Work to be completed
Everything in the records except the pictures needs to be printed again exactly.
******
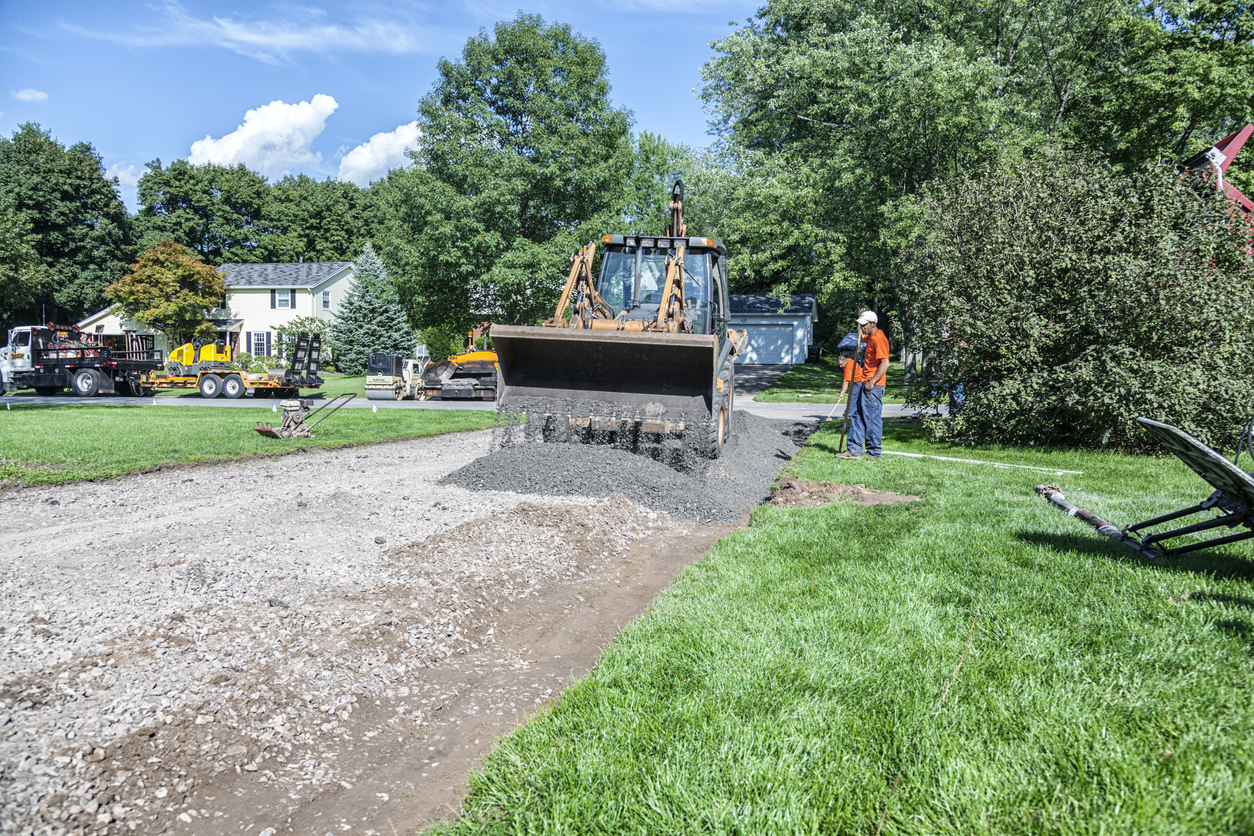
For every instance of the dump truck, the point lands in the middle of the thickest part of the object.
(52, 357)
(207, 365)
(640, 354)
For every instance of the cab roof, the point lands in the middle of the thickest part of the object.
(666, 242)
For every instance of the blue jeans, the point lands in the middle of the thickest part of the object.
(867, 420)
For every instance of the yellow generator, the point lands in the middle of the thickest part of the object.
(196, 356)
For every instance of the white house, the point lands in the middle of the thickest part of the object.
(260, 298)
(778, 332)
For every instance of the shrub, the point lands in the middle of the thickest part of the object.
(1067, 301)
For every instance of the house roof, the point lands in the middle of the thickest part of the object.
(300, 275)
(763, 303)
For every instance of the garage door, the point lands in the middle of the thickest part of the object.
(769, 344)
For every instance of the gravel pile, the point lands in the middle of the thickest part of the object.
(682, 485)
(164, 633)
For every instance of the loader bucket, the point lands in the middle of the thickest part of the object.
(630, 375)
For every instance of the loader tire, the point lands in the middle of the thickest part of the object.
(85, 382)
(211, 386)
(232, 386)
(720, 421)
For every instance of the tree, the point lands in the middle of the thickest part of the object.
(82, 229)
(868, 103)
(1171, 78)
(317, 221)
(169, 288)
(521, 161)
(21, 271)
(218, 211)
(371, 318)
(1069, 300)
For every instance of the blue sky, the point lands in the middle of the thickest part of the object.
(325, 89)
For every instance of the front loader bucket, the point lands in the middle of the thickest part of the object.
(588, 374)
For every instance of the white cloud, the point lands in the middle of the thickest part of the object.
(128, 176)
(273, 138)
(272, 41)
(375, 158)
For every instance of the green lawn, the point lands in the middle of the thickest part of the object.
(58, 444)
(819, 382)
(976, 662)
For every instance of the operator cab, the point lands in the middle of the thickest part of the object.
(633, 277)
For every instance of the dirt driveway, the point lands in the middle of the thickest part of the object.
(324, 642)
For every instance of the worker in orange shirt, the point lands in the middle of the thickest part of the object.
(867, 412)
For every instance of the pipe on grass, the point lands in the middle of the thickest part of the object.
(1056, 496)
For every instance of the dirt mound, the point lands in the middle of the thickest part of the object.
(798, 493)
(706, 491)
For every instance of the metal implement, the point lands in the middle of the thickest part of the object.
(296, 415)
(643, 347)
(1233, 500)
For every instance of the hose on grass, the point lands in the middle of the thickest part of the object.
(936, 707)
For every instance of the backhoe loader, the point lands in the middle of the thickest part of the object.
(640, 354)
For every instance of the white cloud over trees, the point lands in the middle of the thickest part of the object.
(273, 139)
(376, 157)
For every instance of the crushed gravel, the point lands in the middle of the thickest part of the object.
(230, 647)
(685, 486)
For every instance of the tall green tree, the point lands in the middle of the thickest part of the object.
(868, 103)
(218, 211)
(1067, 300)
(371, 317)
(21, 271)
(522, 158)
(169, 288)
(1170, 78)
(319, 219)
(82, 229)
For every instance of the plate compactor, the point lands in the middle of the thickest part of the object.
(296, 414)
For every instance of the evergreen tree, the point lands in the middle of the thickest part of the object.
(371, 318)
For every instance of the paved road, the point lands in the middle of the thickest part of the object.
(750, 380)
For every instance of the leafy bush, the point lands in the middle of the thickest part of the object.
(443, 344)
(1066, 301)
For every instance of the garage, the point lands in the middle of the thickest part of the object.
(780, 330)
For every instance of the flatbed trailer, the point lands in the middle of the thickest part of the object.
(212, 374)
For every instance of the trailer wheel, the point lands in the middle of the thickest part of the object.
(232, 386)
(87, 382)
(211, 386)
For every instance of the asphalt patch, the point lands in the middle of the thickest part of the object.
(704, 490)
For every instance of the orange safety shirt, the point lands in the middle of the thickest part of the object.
(877, 350)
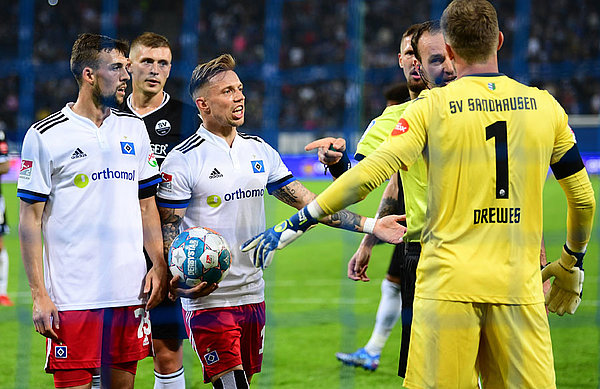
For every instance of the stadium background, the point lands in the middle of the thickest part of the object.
(310, 68)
******
Written response
For every instance of the dump truck, the point lands in the middle of the thickest part of the object.
(52, 357)
(207, 365)
(640, 354)
For every instance of the cab roof, the point lands in the middle of the thickest part of the object.
(666, 242)
For every instance of the blue jeans, the point lands in the middle of the thickest part of the object.
(867, 420)
For every instance of the yellow generator, the point lands in the middle of the thickest part of the object.
(196, 356)
For every instance of the white house, the point lands in the middle of the thickest part of the object.
(260, 298)
(778, 332)
For every instance of the shrub, the point lands in the middle of the thickest part of the object.
(1067, 301)
For every instance of the house roof, the point lands in the middle of the thickest part of the object.
(300, 275)
(763, 303)
For every instance of the garage door, the point lands in the middle of the thickest part of the object.
(769, 344)
For every instance of the gravel pile, the point lands in the middle of the thickest part of the object.
(682, 485)
(164, 633)
For every instance of the loader bucket, the point lands in the middle of the thickest part of the object.
(630, 375)
For every instance of the loader tire, the point lands in the middle of the thickest part of the object.
(85, 382)
(211, 386)
(232, 386)
(720, 421)
For every instance of the tree, the point lands in the middle of the thickest part of the object.
(82, 229)
(868, 103)
(1171, 78)
(317, 221)
(169, 288)
(521, 161)
(21, 271)
(218, 211)
(371, 318)
(1069, 300)
For every instance of the blue sky, the point lands in the middle of the thickest part of the object.
(325, 89)
For every instance of the front loader bucket, the point lands in the middle of the thickest part of the object.
(588, 374)
For every instance of the white cloud, the point lands in the middle of the thickest part of the object.
(128, 176)
(273, 138)
(272, 41)
(375, 158)
For every instance of the green lawn, the point lands in the middle of the thickest part of the object.
(58, 444)
(819, 382)
(976, 662)
For every instance of the operator cab, the point lands in the middle of the thickest part of the object.
(633, 277)
For every instance of the dirt driveway, the point lands in the middle of the thickest part of the object.
(324, 642)
For every instance of the worker in orange shirt, the point lands in the middle of the thickest part of the object.
(867, 412)
For every instance of the pipe on grass, the point lands in the middle of the thickest part of the object.
(1056, 496)
For every instance of the dirt mound, the point lands in the middle of the thickest part of the object.
(798, 493)
(706, 491)
For every instance of the metal implement, the point lands in the middle of the thickest part of the object.
(296, 415)
(643, 347)
(1233, 500)
For every instance of the hose on grass, the point lands in the middle of the thickest part of the object.
(936, 707)
For every instance of the backhoe loader, the point lands in the middle of the thickest part of the object.
(640, 354)
For every instance of the white cloud over trees, the point lands in the middle of the thickest part of the object.
(273, 139)
(376, 157)
For every instance of the crushed gravel, the point lands in the middle of the thickest part of the object.
(230, 647)
(685, 486)
For every instance of the tall green tree, the point lands in the middle of the thickest part of the object.
(868, 103)
(218, 211)
(1067, 300)
(371, 317)
(21, 271)
(522, 158)
(169, 288)
(1170, 78)
(319, 219)
(82, 229)
For every instance of the plate compactor, the point lands in the middle of the thickest part of the object.
(296, 414)
For every instance of the evergreen tree, the point lands in the middle of the thickest part of the object.
(371, 318)
For every instance of the paved road, the point lands in the middle of the thickest part of the object.
(750, 380)
For every instance of the leafy bush, the point lands in the middle of the thickest part of the object.
(443, 344)
(1066, 301)
For every instance of the garage, the point lands in the middle of the thickest part of the object.
(780, 330)
For every instance of the flatbed trailer, the point lands in the middle of the thickest part of the object.
(212, 374)
For every instance of the trailer wheel, the point lands in the middle of the thickest part of the object.
(232, 386)
(87, 382)
(211, 386)
For every instance of the asphalt patch, the point lands in the middle of the thickest part of the object.
(704, 490)
For every instance of the orange safety shirt, the point lands in the middle of the thickest part of the object.
(877, 350)
For every instance of the stadium background, the point lands in the middle of the thickest part of the object.
(310, 68)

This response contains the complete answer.